[Stored dataset items]
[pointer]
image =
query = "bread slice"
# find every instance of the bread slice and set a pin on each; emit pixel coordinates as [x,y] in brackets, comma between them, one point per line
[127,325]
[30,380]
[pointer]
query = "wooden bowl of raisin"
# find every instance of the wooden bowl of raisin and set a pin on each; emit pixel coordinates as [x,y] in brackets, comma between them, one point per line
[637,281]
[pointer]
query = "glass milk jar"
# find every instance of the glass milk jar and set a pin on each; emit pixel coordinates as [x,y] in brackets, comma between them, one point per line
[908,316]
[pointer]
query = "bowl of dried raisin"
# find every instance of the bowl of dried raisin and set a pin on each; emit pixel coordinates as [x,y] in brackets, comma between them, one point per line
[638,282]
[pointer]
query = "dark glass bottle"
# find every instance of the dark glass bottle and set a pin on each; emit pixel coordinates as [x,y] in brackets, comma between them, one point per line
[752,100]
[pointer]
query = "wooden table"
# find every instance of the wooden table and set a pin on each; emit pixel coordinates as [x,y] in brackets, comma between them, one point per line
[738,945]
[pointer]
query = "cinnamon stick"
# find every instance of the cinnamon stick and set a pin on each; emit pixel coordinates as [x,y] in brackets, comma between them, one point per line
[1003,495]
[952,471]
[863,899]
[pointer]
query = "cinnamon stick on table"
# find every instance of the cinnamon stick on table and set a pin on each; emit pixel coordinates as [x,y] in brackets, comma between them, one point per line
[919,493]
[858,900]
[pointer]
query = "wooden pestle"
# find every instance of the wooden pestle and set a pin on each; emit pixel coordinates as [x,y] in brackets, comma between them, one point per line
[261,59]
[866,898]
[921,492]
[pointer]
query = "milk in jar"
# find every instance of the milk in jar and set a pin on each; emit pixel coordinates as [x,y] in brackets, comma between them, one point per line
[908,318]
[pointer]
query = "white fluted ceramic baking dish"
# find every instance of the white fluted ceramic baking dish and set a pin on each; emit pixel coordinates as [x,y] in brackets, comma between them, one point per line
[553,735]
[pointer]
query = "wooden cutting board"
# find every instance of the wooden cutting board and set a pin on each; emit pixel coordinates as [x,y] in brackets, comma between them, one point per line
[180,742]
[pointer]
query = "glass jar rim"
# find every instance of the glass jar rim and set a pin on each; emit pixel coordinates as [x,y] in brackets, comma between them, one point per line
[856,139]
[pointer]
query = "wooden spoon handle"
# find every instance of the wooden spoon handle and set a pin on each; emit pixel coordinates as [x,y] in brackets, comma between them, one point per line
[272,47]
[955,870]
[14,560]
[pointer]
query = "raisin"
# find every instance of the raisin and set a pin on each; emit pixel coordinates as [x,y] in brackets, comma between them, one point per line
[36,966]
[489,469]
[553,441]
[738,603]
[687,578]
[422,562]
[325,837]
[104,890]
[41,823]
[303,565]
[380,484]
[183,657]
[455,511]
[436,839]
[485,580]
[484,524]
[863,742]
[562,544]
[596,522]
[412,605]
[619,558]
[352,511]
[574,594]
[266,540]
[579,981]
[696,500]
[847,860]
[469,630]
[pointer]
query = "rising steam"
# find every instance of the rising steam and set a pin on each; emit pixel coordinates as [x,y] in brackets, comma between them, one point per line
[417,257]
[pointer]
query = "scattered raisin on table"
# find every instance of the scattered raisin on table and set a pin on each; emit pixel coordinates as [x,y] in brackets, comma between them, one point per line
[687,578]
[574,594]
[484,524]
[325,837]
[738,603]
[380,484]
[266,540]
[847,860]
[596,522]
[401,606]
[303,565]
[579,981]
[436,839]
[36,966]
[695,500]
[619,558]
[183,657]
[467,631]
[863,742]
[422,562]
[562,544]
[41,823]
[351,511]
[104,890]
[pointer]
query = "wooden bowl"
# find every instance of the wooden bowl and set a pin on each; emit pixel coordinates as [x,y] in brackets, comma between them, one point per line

The task: Count the lines in the items above that contain the word "scattered". Give only the number.

Solution to the exercise: 2